> **Required action**: There is a line below that contains "Query: flower disc floret". Please reproduce it and all following lines exactly, through the final one.

(Input records begins)

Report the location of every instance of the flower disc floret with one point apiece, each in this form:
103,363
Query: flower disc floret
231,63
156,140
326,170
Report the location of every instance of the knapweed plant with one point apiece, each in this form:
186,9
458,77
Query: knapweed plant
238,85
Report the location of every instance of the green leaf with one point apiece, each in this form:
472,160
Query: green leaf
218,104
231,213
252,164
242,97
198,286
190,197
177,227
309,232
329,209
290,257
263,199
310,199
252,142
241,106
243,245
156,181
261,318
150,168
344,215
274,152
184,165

(Input records ends)

> **Result**:
Query: flower disc floret
231,63
156,140
326,170
Report the location of every instance of the knapweed plant with one point apiece, each in this form:
186,9
458,77
Query: knapweed plant
238,85
Report the location of every instance of the green leaf with one point apiece, each in this form:
472,160
Query: green leaf
218,104
231,213
252,164
242,97
198,286
190,197
177,227
309,232
329,209
290,257
263,199
310,199
252,142
241,106
243,245
156,181
261,318
150,168
344,215
274,152
184,165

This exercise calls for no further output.